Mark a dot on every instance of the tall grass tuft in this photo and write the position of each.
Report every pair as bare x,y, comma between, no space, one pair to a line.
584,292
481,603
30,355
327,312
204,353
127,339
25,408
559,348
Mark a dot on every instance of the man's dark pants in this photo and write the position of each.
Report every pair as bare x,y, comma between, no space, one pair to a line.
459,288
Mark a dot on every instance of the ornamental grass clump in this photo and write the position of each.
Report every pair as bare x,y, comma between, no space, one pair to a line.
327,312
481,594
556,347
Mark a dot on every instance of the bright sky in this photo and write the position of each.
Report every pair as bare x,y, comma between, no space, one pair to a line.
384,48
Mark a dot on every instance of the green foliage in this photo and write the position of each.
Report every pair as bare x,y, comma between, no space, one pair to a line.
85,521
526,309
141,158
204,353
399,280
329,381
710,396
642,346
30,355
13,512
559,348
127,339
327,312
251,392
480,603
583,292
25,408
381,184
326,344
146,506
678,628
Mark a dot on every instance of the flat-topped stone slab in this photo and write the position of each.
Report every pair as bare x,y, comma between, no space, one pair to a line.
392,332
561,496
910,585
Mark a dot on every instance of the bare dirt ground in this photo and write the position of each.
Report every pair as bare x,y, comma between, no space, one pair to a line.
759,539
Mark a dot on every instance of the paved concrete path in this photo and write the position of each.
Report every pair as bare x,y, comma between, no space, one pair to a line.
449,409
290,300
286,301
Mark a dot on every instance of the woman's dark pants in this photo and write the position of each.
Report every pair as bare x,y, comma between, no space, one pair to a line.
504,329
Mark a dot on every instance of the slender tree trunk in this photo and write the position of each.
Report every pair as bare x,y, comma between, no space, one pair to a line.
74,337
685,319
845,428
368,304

——————————

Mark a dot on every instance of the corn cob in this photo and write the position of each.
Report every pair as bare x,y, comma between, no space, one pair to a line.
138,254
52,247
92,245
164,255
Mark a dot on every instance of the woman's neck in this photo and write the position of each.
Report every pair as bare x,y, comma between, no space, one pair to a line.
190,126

——————————

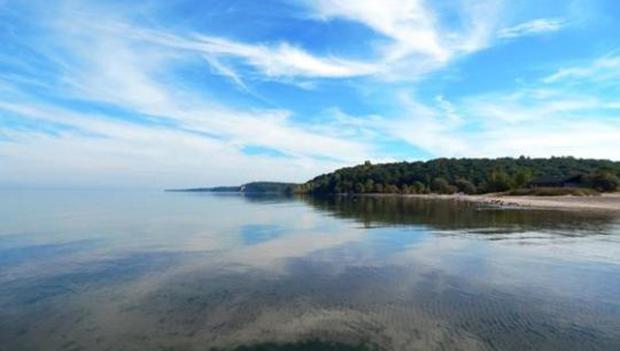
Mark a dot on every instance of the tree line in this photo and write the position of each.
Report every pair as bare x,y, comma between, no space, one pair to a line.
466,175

——————————

■ Written request ■
Show every line of the entries above that contains the word "tree", matching case exactly.

■ Result ■
Mark a dot on every instance of the slender tree trunk in this photo and write the position of each.
Mark a dot on every instance of the tree line in this photo and write the position of each.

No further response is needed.